# What you will do:
Please find each line in the material below that contains the word "green", and copy those lines out. Case counts when matching.

# Extracted entries:
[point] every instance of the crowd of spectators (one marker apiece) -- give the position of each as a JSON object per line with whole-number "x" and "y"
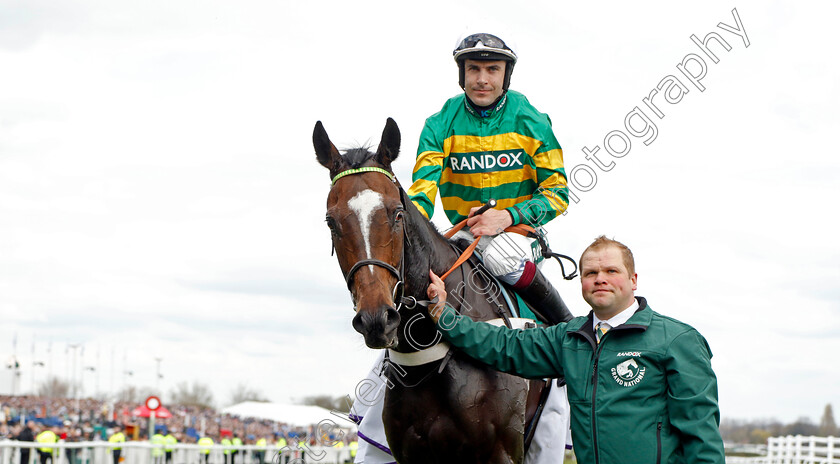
{"x": 89, "y": 419}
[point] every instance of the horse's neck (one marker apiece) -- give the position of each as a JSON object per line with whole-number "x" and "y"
{"x": 425, "y": 249}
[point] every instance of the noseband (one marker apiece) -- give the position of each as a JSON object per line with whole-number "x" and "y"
{"x": 398, "y": 294}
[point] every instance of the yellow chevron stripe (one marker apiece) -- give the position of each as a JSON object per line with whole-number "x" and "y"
{"x": 495, "y": 178}
{"x": 549, "y": 158}
{"x": 463, "y": 207}
{"x": 472, "y": 143}
{"x": 428, "y": 158}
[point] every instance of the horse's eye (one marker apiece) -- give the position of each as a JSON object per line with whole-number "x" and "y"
{"x": 331, "y": 223}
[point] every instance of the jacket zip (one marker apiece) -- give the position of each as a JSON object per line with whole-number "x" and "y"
{"x": 594, "y": 389}
{"x": 658, "y": 442}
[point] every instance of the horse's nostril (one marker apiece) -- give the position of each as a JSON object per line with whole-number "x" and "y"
{"x": 392, "y": 319}
{"x": 358, "y": 323}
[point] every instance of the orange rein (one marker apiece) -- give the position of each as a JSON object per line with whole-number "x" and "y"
{"x": 520, "y": 229}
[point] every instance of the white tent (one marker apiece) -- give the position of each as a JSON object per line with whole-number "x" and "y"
{"x": 293, "y": 414}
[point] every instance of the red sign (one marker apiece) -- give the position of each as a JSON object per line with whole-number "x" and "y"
{"x": 153, "y": 403}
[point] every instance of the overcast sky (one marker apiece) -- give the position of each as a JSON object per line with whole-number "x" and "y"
{"x": 160, "y": 198}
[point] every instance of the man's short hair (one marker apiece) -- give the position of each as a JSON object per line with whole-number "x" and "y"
{"x": 603, "y": 242}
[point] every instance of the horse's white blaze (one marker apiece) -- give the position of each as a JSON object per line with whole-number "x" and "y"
{"x": 363, "y": 205}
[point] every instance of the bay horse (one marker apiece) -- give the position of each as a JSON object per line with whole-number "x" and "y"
{"x": 449, "y": 410}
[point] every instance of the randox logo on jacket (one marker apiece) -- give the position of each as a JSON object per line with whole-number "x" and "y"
{"x": 466, "y": 163}
{"x": 628, "y": 373}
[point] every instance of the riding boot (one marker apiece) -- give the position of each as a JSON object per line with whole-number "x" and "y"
{"x": 541, "y": 296}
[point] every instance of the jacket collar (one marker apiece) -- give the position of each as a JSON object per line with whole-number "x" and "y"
{"x": 640, "y": 320}
{"x": 489, "y": 113}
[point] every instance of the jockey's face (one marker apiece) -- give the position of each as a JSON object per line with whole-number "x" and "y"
{"x": 483, "y": 80}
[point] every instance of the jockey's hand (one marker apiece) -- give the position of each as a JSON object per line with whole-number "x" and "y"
{"x": 492, "y": 222}
{"x": 436, "y": 289}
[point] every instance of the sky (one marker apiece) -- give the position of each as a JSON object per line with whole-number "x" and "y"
{"x": 160, "y": 197}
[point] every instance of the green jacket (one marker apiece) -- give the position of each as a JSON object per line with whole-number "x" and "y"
{"x": 510, "y": 155}
{"x": 646, "y": 394}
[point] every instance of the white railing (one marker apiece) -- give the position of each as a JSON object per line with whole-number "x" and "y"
{"x": 143, "y": 452}
{"x": 796, "y": 450}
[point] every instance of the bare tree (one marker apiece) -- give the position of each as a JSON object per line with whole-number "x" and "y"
{"x": 54, "y": 387}
{"x": 828, "y": 428}
{"x": 243, "y": 393}
{"x": 196, "y": 395}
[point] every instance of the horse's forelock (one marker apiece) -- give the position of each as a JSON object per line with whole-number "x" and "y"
{"x": 357, "y": 156}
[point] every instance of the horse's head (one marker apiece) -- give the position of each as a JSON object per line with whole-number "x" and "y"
{"x": 365, "y": 215}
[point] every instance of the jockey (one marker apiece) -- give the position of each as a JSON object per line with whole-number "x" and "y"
{"x": 491, "y": 143}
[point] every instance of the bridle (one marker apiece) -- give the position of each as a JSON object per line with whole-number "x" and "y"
{"x": 398, "y": 293}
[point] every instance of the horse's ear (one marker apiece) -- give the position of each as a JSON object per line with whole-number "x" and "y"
{"x": 389, "y": 147}
{"x": 325, "y": 151}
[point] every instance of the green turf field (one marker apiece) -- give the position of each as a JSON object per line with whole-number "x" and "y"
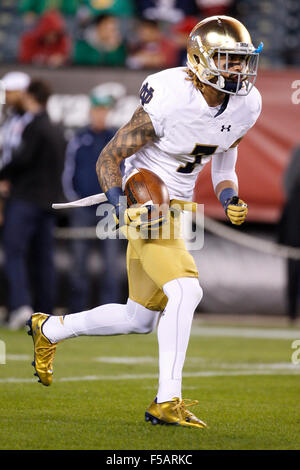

# Task solution:
[point] every instance of the green jacket (one marker apiece) -- give the position of each as a JSON object per line with whole-number "x" and "y"
[point] every instance of the green turf field (one marker apiece) -- give the position of each as a JSON object per line with whole-number "x" and "y"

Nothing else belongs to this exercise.